DESCRIPTION OF THE TASK:
Output, word for word, the portion of the Cox–Markov model text below that runs from "The CMM allows" up to and including "age+year+surgery, data=heart2, subset=c(transition==2))".
::: EXCERPT PROVIDED :::
4.1.3 Cox–Markov Model

CMMs can be fitted through most of the statistical packages as long as we use a counting process notation, representing each patient by several observations.27 For the Stanford heart transplant study, individuals without transplant contribute with two lines of data (one for each of the transitions leaving state 1) whereas individuals with a transplant contribute with three lines of data (one for each transition). The counting process data-structure has now one more variable representing the transition.

For example, consider the same four patients from the Stanford heart transplantation study previously used. The same data is now represented using a long format like this:


In this data-structure, transition = 1 denotes the mortality transition without transplantation, transition = 2 denotes the transplantation transition and transition = 3 the mortality transition after the transplant. The variable event denotes whether the event time (of interest) is observed or censored. The events of interest are death without transplant, transplant, and death after transplant, respectively.

The CMM allows us to observe how the covariate effect behaves when transition intensities are modelled separately. Again, we can choose between the “survival” library and our library “tdc.msm”. While the survival library requires some extra effort with respect to data preparation (the long format data-structure shown above), the tdc.msm library use the same data set previously used for Cox analyses. We can use Terry Therneau's library as follow (using the new data set with long format, say heart2):

  • > coxph(Surv(start,stop,event)~ age+year+surgery, data=heart2, subset=c(transition==1))
  • > coxph(Surv(start,stop,event)~ age+year+surgery, data=heart2, subset=c(transition==2))
  • > coxph(Surv(start,stop,event) ~ age+year+surgery, data=heart2, subset=c(transition==3))

Using tdc.msm the following input command provides the (same) results for all the transitions

  • > tdc.msm(heart, formula=c(6,7,8), models=“CMM”)

As a consequence all the covariates are in the model. Table 1 presents the corresponding output for the CMM, which performs also a test for checking the Markov assumption (as discussed before). Smoothed (P-spline) log-hazard ratio curves can be obtained for continuous covariates using an extra argument graphcov=T. The results obtained from fitting this model show us that year of acceptance, which revealed a strong effect on survival in the Cox model, under the CMM only obtains a significant effect on α13 (t). Age turns out to be the best predictor for the mortality transition α23 (t) of transplanted patients, and also for transition α12 (t), corresponding to receive a new heart. The effect of age on the mortality intensity in patients without transplant is not significant. No significant effect of a previous surgery is found.
::: RAW DATA :::
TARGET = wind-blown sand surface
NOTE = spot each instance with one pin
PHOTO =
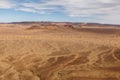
(59, 53)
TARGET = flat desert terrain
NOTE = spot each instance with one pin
(64, 52)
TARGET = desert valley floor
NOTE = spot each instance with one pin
(59, 53)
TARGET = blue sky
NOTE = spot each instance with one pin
(100, 11)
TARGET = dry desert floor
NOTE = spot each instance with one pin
(59, 54)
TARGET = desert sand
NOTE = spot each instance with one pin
(51, 52)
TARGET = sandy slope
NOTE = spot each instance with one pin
(58, 55)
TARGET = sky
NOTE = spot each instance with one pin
(98, 11)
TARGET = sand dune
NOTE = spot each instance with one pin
(59, 54)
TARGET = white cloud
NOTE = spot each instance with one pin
(6, 4)
(103, 10)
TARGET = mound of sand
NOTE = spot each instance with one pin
(78, 55)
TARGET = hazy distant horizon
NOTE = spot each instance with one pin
(87, 11)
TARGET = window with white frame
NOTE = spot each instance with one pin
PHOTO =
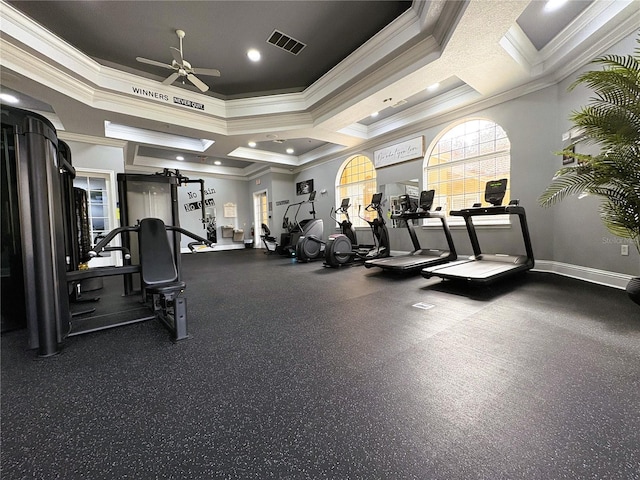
(462, 160)
(100, 206)
(356, 180)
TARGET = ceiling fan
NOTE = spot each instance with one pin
(181, 67)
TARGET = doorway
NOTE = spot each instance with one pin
(260, 215)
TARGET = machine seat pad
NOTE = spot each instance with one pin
(164, 288)
(156, 258)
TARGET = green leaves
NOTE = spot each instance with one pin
(611, 120)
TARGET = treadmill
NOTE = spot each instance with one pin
(420, 257)
(483, 268)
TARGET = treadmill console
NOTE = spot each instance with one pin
(408, 203)
(495, 191)
(426, 199)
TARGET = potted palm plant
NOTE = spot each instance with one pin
(612, 122)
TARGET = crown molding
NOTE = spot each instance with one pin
(264, 156)
(90, 139)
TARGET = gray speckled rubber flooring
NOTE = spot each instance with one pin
(295, 371)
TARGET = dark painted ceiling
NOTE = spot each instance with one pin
(218, 35)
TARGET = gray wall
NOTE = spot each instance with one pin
(579, 236)
(226, 191)
(570, 232)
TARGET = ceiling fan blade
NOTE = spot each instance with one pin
(177, 55)
(213, 72)
(153, 62)
(197, 82)
(171, 78)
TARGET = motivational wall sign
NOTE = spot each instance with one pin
(401, 152)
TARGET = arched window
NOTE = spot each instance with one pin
(356, 180)
(463, 159)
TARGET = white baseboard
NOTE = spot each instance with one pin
(593, 275)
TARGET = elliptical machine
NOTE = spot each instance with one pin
(343, 249)
(296, 229)
(310, 245)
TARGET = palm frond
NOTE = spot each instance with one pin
(612, 121)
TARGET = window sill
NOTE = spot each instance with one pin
(499, 221)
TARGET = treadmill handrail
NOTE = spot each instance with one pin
(498, 210)
(469, 213)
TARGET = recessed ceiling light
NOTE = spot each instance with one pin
(5, 97)
(552, 5)
(254, 55)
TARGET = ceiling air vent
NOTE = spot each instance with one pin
(285, 42)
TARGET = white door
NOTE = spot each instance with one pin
(260, 216)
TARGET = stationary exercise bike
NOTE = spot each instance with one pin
(296, 229)
(343, 249)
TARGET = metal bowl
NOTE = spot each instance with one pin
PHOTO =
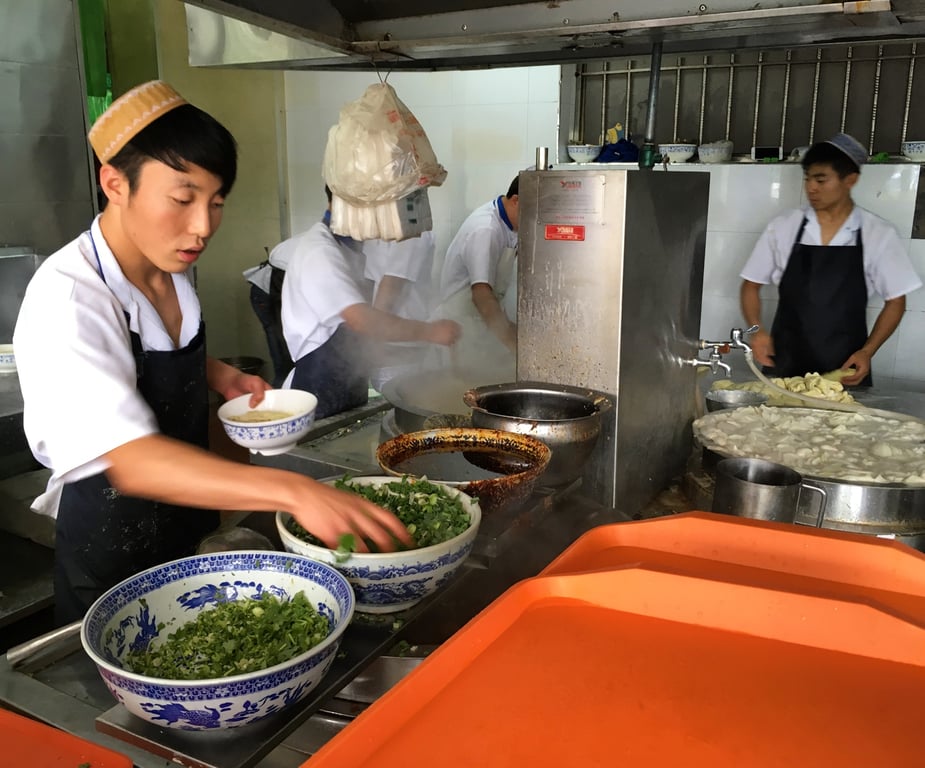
(512, 462)
(567, 419)
(719, 399)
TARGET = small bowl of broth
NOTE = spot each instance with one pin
(498, 468)
(275, 426)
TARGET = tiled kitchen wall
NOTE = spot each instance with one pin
(744, 197)
(484, 127)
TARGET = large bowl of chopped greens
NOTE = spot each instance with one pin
(220, 640)
(441, 519)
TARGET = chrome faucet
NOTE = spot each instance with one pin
(717, 349)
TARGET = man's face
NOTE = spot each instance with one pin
(513, 211)
(172, 214)
(825, 189)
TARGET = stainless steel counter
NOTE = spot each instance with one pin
(63, 688)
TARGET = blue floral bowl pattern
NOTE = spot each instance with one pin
(153, 603)
(270, 437)
(7, 358)
(914, 150)
(584, 153)
(393, 581)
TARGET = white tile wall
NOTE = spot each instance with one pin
(485, 126)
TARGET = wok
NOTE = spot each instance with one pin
(857, 507)
(519, 460)
(423, 394)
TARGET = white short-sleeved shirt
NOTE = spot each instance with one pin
(75, 362)
(323, 278)
(474, 253)
(887, 269)
(411, 260)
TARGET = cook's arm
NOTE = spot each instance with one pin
(162, 469)
(490, 309)
(229, 382)
(387, 293)
(887, 322)
(761, 343)
(384, 326)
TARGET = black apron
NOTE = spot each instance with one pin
(821, 319)
(101, 536)
(337, 373)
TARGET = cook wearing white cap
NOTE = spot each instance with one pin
(110, 349)
(827, 260)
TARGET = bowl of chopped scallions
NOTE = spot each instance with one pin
(221, 640)
(441, 519)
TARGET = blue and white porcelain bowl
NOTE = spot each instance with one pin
(275, 436)
(677, 153)
(584, 153)
(914, 150)
(393, 581)
(7, 359)
(152, 604)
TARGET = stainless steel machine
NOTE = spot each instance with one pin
(610, 278)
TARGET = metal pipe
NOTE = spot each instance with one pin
(844, 104)
(873, 112)
(910, 78)
(677, 100)
(816, 74)
(603, 104)
(655, 69)
(703, 98)
(729, 95)
(760, 69)
(785, 99)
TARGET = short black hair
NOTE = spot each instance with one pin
(181, 137)
(824, 153)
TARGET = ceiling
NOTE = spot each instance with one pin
(410, 34)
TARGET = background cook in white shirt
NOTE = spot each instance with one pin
(329, 321)
(115, 379)
(827, 260)
(401, 275)
(478, 272)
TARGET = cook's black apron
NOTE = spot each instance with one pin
(102, 536)
(821, 319)
(337, 373)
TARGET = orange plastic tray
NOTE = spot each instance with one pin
(27, 742)
(644, 665)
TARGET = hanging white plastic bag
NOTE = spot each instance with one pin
(378, 152)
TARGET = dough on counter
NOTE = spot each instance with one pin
(837, 445)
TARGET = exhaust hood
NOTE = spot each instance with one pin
(413, 35)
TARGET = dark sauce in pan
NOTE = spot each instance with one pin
(457, 465)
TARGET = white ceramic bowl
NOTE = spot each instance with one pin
(584, 153)
(677, 153)
(715, 152)
(271, 437)
(7, 358)
(914, 150)
(155, 602)
(393, 581)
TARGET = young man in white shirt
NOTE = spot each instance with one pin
(329, 320)
(110, 350)
(826, 260)
(478, 273)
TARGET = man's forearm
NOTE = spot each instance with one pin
(489, 308)
(887, 322)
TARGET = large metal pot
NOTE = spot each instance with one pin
(515, 460)
(872, 508)
(567, 419)
(424, 394)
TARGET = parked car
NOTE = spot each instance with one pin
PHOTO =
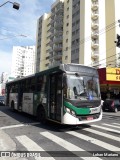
(111, 105)
(2, 101)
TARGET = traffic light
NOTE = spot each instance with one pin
(118, 41)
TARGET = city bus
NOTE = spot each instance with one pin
(59, 94)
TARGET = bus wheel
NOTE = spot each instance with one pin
(12, 106)
(41, 116)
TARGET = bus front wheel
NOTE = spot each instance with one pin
(41, 116)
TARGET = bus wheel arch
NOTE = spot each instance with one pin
(41, 114)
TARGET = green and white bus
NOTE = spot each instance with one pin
(60, 94)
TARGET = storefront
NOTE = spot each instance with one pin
(109, 82)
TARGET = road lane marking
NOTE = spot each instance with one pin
(19, 125)
(67, 145)
(105, 128)
(12, 126)
(30, 145)
(94, 141)
(102, 134)
(110, 125)
(116, 124)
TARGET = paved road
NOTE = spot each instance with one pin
(21, 132)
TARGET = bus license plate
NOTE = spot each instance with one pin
(89, 118)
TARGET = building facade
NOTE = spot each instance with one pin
(78, 31)
(23, 61)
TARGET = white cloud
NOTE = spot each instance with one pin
(5, 62)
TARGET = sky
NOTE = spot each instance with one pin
(18, 27)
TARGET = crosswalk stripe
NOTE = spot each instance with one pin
(30, 145)
(105, 128)
(67, 145)
(116, 124)
(102, 134)
(110, 125)
(94, 141)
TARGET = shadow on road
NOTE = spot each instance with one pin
(24, 118)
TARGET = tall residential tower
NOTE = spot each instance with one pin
(78, 31)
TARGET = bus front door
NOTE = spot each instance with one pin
(55, 101)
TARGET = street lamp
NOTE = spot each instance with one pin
(15, 5)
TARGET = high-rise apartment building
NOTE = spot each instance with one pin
(23, 61)
(78, 31)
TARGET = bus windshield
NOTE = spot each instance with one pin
(82, 87)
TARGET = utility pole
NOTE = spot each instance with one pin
(118, 38)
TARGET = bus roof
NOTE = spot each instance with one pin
(70, 67)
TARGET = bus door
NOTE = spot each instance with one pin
(55, 101)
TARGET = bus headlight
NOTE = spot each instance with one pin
(70, 111)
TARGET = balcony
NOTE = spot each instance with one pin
(95, 1)
(94, 16)
(95, 45)
(58, 40)
(95, 55)
(94, 6)
(50, 50)
(94, 26)
(95, 35)
(58, 56)
(96, 64)
(59, 10)
(58, 24)
(57, 48)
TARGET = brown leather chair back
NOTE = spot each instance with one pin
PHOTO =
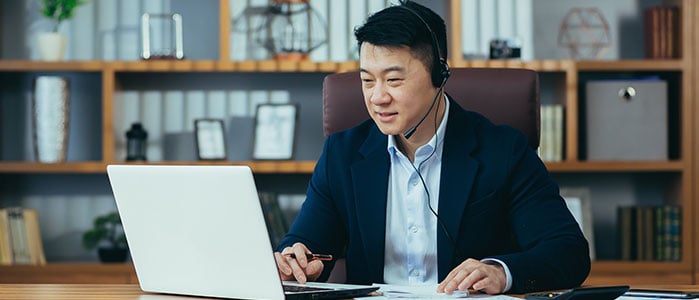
(505, 96)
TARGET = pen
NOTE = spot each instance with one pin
(311, 256)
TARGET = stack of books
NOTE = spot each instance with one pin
(661, 26)
(551, 144)
(650, 233)
(20, 237)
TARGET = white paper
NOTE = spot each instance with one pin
(428, 291)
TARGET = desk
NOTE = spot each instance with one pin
(133, 292)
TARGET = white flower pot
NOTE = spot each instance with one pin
(52, 46)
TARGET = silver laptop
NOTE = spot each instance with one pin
(200, 230)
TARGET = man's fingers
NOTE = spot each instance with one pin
(300, 251)
(299, 274)
(282, 264)
(314, 269)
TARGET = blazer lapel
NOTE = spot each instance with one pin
(370, 177)
(458, 174)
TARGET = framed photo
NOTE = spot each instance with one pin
(210, 139)
(578, 202)
(275, 130)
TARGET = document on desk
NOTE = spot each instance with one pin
(429, 291)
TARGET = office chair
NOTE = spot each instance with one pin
(504, 96)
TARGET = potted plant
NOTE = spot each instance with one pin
(108, 235)
(52, 44)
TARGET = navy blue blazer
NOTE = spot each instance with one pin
(496, 200)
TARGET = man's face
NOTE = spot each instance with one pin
(397, 87)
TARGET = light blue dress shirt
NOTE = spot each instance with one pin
(411, 228)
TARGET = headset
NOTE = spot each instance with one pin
(440, 69)
(440, 74)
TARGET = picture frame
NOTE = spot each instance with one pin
(578, 202)
(274, 131)
(210, 139)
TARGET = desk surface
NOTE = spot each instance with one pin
(132, 292)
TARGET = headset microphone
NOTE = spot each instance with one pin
(439, 73)
(410, 131)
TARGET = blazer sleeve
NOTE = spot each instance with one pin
(555, 254)
(318, 224)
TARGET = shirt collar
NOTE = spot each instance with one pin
(437, 140)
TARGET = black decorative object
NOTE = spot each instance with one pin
(136, 143)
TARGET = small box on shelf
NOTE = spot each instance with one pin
(627, 120)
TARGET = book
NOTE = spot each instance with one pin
(20, 237)
(5, 242)
(274, 218)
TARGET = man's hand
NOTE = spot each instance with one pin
(299, 268)
(475, 275)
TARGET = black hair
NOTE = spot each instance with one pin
(401, 25)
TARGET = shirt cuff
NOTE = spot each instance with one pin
(508, 275)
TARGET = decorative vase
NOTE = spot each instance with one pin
(112, 255)
(50, 116)
(52, 46)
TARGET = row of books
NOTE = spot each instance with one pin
(650, 233)
(280, 211)
(551, 144)
(20, 237)
(662, 35)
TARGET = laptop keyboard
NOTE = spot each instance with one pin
(299, 288)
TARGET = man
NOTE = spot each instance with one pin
(427, 192)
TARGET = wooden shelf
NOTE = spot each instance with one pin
(69, 167)
(603, 166)
(550, 65)
(69, 273)
(39, 66)
(632, 65)
(258, 167)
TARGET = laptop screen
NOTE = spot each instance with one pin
(200, 230)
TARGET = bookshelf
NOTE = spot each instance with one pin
(676, 176)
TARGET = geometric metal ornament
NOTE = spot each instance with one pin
(585, 33)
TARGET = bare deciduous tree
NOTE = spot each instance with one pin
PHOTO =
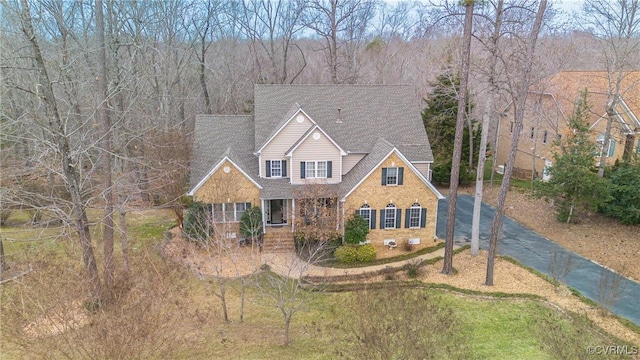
(520, 98)
(616, 28)
(447, 267)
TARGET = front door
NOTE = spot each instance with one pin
(276, 212)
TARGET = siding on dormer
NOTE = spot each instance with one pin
(282, 142)
(349, 161)
(311, 149)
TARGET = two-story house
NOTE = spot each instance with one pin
(550, 105)
(358, 148)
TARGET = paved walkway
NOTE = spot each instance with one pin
(534, 250)
(518, 242)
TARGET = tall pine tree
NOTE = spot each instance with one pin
(439, 119)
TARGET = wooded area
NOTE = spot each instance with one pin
(99, 98)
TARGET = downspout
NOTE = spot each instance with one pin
(435, 222)
(264, 217)
(342, 220)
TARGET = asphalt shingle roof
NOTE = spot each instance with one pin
(217, 136)
(367, 112)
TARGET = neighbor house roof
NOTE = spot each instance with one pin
(567, 85)
(355, 116)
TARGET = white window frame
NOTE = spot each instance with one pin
(275, 168)
(223, 209)
(314, 171)
(366, 209)
(395, 176)
(611, 149)
(390, 208)
(413, 210)
(321, 169)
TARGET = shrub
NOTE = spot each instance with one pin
(365, 253)
(196, 223)
(356, 230)
(251, 224)
(406, 246)
(346, 254)
(413, 269)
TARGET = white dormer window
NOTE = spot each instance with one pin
(315, 169)
(276, 168)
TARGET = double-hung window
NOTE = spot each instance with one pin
(321, 171)
(368, 215)
(392, 176)
(229, 212)
(390, 217)
(311, 169)
(276, 168)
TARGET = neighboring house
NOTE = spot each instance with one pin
(353, 149)
(547, 114)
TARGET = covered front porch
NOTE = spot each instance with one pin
(282, 217)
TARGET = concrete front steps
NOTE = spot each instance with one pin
(280, 240)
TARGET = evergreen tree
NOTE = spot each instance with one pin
(439, 119)
(624, 203)
(574, 181)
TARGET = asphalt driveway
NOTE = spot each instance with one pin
(534, 250)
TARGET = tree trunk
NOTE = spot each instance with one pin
(223, 300)
(489, 115)
(243, 291)
(457, 147)
(105, 149)
(70, 171)
(3, 263)
(607, 138)
(124, 241)
(523, 90)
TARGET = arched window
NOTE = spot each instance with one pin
(365, 213)
(415, 217)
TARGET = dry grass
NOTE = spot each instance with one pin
(510, 278)
(601, 239)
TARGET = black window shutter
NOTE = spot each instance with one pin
(407, 215)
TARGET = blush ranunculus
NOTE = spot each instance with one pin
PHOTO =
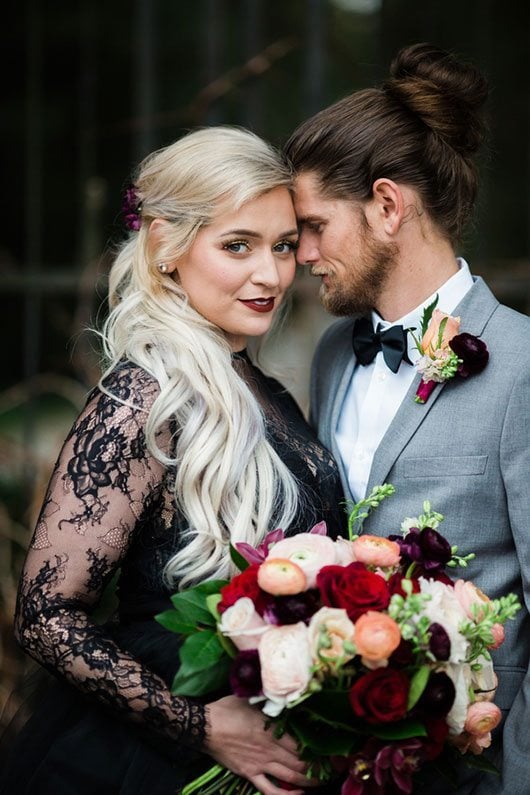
(380, 696)
(353, 588)
(285, 661)
(243, 624)
(329, 629)
(375, 551)
(309, 551)
(376, 636)
(244, 584)
(431, 342)
(281, 577)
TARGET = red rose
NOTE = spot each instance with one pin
(244, 584)
(353, 588)
(380, 696)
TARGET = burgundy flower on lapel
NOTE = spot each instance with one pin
(445, 353)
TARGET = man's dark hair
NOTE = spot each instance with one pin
(421, 128)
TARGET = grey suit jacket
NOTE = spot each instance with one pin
(467, 450)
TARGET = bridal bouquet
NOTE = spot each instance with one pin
(364, 649)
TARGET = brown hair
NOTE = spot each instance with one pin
(421, 127)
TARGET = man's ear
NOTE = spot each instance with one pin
(156, 237)
(387, 206)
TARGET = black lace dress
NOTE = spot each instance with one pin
(111, 724)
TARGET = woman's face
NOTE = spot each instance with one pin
(238, 268)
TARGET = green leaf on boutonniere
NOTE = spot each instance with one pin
(418, 683)
(198, 683)
(427, 315)
(238, 559)
(200, 651)
(191, 607)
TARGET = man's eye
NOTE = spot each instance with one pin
(286, 246)
(237, 246)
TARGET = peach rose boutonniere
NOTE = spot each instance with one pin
(445, 352)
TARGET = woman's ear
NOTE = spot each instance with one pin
(156, 236)
(387, 206)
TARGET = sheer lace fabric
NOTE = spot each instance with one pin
(110, 508)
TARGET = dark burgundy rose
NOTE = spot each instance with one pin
(380, 696)
(438, 696)
(245, 674)
(472, 351)
(292, 609)
(439, 642)
(353, 588)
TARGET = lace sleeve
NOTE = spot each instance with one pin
(102, 483)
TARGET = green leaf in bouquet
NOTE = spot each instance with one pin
(191, 605)
(418, 683)
(316, 736)
(170, 619)
(238, 559)
(201, 650)
(402, 730)
(191, 682)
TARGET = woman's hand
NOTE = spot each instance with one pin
(237, 739)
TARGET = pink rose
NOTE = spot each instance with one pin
(469, 595)
(375, 551)
(309, 551)
(329, 629)
(243, 624)
(376, 637)
(482, 717)
(281, 577)
(285, 661)
(430, 342)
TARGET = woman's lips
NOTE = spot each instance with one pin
(259, 304)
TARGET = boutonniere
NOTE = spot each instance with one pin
(445, 352)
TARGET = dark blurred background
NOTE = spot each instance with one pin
(91, 87)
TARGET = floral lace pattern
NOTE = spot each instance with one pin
(109, 507)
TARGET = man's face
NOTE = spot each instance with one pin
(338, 244)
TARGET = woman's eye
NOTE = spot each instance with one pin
(286, 246)
(237, 247)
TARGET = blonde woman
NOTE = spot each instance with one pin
(184, 446)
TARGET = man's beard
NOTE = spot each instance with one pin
(361, 290)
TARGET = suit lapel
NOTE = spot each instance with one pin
(475, 310)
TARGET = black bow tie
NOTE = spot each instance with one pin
(392, 342)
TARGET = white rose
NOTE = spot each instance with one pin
(285, 665)
(461, 677)
(444, 608)
(242, 624)
(328, 629)
(310, 551)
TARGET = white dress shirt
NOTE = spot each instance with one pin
(375, 392)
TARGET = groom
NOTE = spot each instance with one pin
(385, 182)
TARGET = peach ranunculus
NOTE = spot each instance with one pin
(430, 339)
(285, 661)
(329, 630)
(281, 577)
(469, 595)
(309, 551)
(482, 717)
(376, 637)
(375, 551)
(243, 624)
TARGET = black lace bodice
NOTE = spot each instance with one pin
(110, 508)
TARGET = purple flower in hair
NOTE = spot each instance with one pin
(131, 208)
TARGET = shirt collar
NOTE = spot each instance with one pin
(449, 296)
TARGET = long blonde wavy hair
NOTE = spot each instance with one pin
(230, 484)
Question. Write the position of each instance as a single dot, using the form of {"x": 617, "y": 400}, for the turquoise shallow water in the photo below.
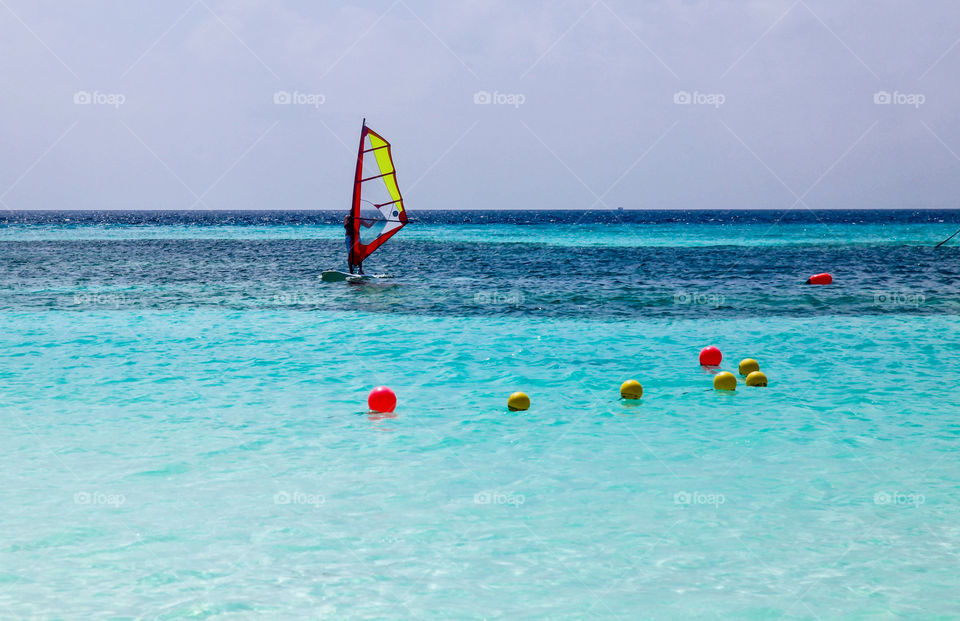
:::
SOLUTION FOR THIS EXERCISE:
The CMM allows us to observe how the covariate effect behaves when transition intensities are modelled separately. Again, we can choose between the “survival” library and our library “tdc.msm”. While the survival library requires some extra effort with respect to data preparation (the long format data-structure shown above), the tdc.msm library use the same data set previously used for Cox analyses. We can use Terry Therneau's library as follow (using the new data set with long format, say heart2):

  • > coxph(Surv(start,stop,event)~ age+year+surgery, data=heart2, subset=c(transition==1))
  • > coxph(Surv(start,stop,event)~ age+year+surgery, data=heart2, subset=c(transition==2))